What is asked » Can you quote the lines below exactly, starting at the line with "If you could spot the snow-covered" and going through the last one?
* * *
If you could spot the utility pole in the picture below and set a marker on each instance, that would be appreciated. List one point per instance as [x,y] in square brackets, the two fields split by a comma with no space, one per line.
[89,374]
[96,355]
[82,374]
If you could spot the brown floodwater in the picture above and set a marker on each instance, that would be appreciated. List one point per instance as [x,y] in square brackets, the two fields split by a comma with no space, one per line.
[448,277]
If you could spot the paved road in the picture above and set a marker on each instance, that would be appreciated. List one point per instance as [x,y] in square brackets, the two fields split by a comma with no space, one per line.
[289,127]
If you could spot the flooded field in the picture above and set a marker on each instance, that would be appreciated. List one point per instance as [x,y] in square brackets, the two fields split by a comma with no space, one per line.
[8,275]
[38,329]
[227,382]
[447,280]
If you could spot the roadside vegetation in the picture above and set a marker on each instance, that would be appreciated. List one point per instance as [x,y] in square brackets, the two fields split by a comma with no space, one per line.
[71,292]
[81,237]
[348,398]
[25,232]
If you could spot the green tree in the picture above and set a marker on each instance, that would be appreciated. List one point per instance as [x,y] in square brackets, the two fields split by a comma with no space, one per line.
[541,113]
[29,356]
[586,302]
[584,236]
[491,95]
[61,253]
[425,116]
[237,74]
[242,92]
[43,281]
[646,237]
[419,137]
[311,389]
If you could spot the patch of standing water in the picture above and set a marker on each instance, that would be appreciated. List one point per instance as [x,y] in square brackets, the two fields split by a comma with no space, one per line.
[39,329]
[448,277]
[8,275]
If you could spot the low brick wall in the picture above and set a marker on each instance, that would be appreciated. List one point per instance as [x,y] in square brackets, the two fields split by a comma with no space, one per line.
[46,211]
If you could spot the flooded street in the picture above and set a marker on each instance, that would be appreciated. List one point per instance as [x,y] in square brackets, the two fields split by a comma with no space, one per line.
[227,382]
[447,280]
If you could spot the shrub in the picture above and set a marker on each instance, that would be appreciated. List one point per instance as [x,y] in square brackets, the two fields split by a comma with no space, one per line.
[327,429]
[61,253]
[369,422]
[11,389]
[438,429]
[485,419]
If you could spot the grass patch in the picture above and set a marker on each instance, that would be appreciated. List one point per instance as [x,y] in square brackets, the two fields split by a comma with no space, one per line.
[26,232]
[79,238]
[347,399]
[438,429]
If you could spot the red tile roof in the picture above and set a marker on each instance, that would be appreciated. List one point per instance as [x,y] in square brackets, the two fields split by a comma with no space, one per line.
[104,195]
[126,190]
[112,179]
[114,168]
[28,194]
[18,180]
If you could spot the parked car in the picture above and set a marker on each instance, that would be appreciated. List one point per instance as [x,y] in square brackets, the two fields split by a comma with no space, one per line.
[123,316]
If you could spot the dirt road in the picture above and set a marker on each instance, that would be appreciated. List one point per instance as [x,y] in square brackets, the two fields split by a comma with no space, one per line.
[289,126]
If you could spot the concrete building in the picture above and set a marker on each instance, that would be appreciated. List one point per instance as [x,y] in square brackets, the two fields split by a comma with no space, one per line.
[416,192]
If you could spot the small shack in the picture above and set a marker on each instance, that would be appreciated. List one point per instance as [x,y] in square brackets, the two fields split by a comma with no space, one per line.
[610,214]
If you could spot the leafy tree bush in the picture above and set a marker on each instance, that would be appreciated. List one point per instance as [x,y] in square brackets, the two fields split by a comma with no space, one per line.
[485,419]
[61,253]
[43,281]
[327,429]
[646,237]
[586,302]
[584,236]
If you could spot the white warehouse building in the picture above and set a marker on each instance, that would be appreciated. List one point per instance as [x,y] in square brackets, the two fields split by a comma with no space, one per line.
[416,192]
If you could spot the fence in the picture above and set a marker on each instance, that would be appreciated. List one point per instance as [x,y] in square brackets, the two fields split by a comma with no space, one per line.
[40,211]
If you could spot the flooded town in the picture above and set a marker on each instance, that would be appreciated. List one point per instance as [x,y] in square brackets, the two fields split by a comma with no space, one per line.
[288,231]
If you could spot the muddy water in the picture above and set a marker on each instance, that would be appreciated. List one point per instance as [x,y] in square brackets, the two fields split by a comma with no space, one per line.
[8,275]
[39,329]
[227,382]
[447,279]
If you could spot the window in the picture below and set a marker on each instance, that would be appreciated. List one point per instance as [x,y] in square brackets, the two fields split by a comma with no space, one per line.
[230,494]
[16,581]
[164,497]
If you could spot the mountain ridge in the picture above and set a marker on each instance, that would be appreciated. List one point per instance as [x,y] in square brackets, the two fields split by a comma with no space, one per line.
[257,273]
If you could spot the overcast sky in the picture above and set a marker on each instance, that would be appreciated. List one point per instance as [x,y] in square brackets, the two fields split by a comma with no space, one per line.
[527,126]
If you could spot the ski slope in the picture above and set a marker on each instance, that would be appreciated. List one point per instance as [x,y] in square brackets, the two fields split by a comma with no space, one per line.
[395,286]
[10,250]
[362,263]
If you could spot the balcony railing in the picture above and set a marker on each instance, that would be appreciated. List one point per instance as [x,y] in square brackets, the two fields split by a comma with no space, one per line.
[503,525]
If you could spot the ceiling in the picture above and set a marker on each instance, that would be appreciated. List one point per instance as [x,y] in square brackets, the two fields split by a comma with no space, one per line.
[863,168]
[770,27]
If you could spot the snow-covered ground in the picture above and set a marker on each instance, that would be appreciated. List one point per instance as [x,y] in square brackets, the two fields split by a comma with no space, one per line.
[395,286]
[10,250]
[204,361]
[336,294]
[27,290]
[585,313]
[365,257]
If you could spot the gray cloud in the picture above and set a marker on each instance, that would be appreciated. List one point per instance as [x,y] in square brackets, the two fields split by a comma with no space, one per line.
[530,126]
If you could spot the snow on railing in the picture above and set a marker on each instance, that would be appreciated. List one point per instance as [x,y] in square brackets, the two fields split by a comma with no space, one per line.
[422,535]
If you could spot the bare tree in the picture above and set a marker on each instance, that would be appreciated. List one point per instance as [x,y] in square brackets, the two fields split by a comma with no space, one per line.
* * *
Response to this exercise »
If you could spot the snow-covered ground in the picture above and set a marker on each instance, that would be appreciated. List one point per instance as [x,y] in square brackets, the two fields split by a comma with no space, one per line.
[395,286]
[10,250]
[204,361]
[336,294]
[27,290]
[585,313]
[365,257]
If you could spot the gray cloud in the picture above and set a marker on each instance, that would be appreciated. List one point per instance as [x,y] in square brackets, the two fields split by a comma with no space, one per line.
[530,126]
If you could spot the snow on railing in the picture above and set a marker on each instance, that would be appreciated. List one point per instance as [x,y] in square brackets, the two fields split by a comma with no space, one per line.
[422,535]
If you could spot the bare tree in the picture above and set a marker on each instance, that would be appreciated. List one point per instance as [x,y] in square brackets, the two fields split by a comma with no space, one per line.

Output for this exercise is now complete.